▶ _Task to carry out_:
Below is a listing; write it out exactly and drop any images from it.
-----
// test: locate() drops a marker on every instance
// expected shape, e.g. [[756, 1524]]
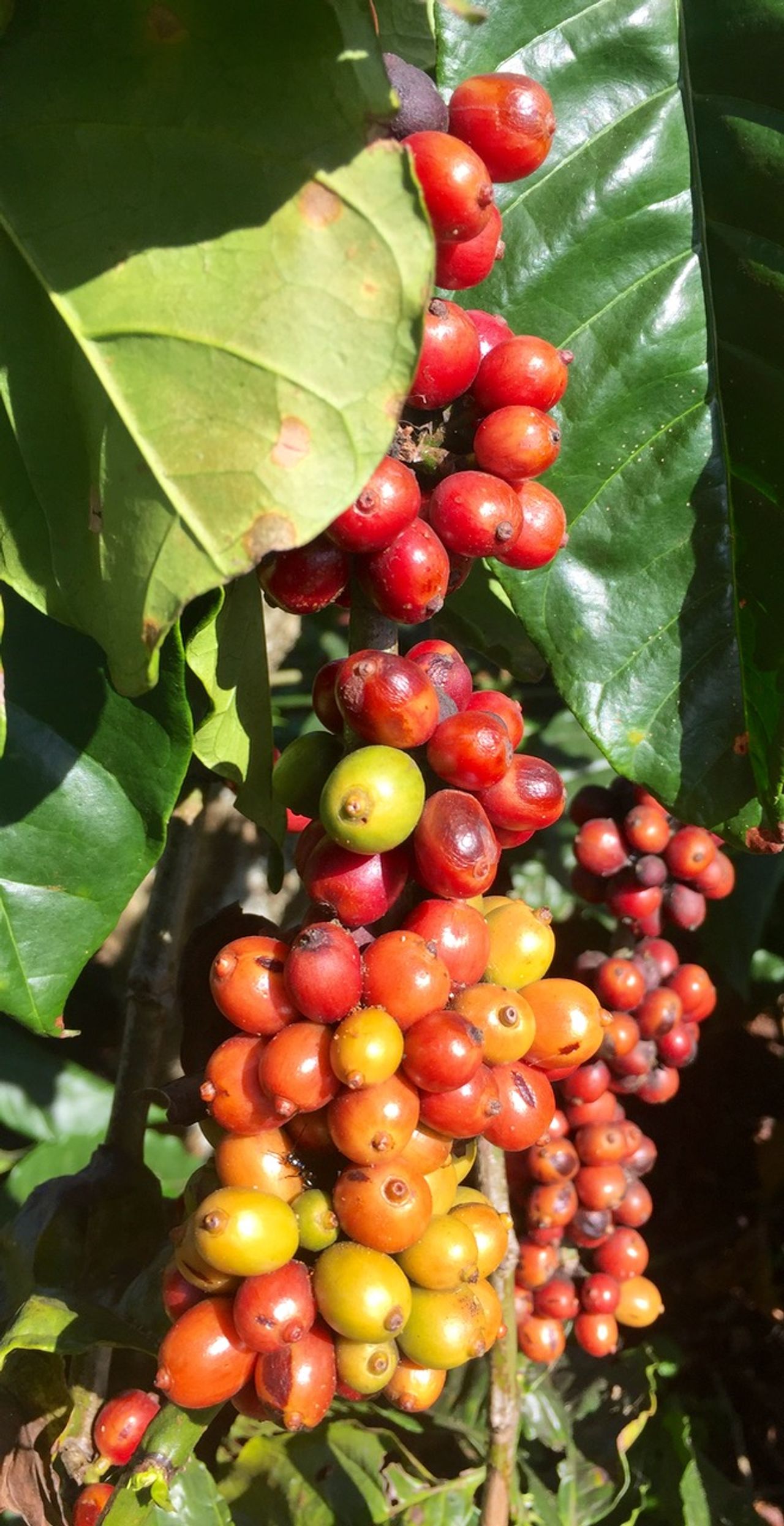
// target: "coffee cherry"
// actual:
[[232, 1088], [443, 664], [504, 1020], [202, 1360], [540, 1338], [600, 846], [597, 1333], [356, 887], [300, 1381], [362, 1293], [570, 1023], [542, 533], [464, 263], [295, 1069], [453, 846], [508, 120], [386, 699], [276, 1308], [121, 1422], [475, 515], [409, 579], [260, 1160], [444, 1255], [530, 795], [91, 1503], [405, 976], [324, 973], [518, 443], [459, 936], [366, 1047], [522, 945], [386, 504], [492, 328], [247, 985], [449, 357], [527, 1106], [470, 750], [501, 705], [444, 1328], [443, 1052], [386, 1206], [375, 1122], [306, 579], [456, 187]]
-----
▶ _Task output_:
// test: locate() drops a marker on every instance
// expected shape, e.g. [[756, 1524]]
// target: "coffee cherry"
// actual:
[[232, 1088], [443, 664], [504, 1020], [202, 1360], [540, 1338], [600, 846], [597, 1333], [356, 887], [300, 1381], [362, 1293], [570, 1023], [542, 533], [464, 263], [295, 1069], [453, 846], [508, 120], [386, 699], [276, 1308], [121, 1422], [475, 515], [409, 579], [260, 1160], [444, 1255], [530, 795], [91, 1503], [405, 976], [324, 973], [518, 443], [459, 936], [366, 1047], [522, 945], [386, 504], [492, 328], [247, 985], [449, 357], [527, 1106], [470, 750], [501, 705], [444, 1328], [443, 1052], [386, 1206], [375, 1122], [306, 579], [456, 187]]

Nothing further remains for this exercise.